YOUR TASK: Retype the rows below from the line containing "Accessibility service: describe the location of antelope" through the line containing "0,0 -> 1000,665", inclusive, and give back only those lines.
# STORED DATA start
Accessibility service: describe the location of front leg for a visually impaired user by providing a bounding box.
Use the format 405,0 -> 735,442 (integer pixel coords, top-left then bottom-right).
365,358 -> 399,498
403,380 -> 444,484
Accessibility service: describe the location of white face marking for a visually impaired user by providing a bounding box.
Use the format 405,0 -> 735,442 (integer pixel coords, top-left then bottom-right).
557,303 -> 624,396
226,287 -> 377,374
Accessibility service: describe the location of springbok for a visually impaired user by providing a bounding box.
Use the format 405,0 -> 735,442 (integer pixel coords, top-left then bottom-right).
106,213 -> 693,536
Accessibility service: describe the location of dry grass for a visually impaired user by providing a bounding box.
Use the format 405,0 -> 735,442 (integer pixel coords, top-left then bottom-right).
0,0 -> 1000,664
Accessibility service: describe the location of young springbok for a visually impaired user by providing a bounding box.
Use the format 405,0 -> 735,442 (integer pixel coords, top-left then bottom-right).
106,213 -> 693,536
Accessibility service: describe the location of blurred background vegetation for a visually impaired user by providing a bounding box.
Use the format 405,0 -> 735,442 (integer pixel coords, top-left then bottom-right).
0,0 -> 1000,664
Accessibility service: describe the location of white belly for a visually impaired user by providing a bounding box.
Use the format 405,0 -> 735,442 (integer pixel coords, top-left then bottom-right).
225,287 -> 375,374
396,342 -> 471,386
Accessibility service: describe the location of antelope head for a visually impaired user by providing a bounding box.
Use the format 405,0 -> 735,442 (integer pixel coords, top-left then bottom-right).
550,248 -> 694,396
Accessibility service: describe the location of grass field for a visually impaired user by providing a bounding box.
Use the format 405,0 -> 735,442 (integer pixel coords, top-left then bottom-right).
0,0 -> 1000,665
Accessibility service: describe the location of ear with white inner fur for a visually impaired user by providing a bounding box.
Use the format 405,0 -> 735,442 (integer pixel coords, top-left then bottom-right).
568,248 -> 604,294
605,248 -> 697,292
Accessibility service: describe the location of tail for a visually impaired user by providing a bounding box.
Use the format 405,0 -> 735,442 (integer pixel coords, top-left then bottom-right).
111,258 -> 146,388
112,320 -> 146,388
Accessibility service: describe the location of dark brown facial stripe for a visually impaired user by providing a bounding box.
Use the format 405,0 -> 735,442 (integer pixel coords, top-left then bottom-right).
# STORED DATA end
ANSWER TO THIS PROBLEM:
Accessibility service: describe the location of antelope head for a visually impaired user by providing a bounding box.
Use the format 405,0 -> 735,442 (integer pixel coords, top-left then bottom-right).
550,248 -> 694,396
Accessibility service: describe the location of grass field for a visually impaired user by providing a bounding box.
Use the format 405,0 -> 735,442 (integer pixel coords, top-left then bottom-right).
0,0 -> 1000,665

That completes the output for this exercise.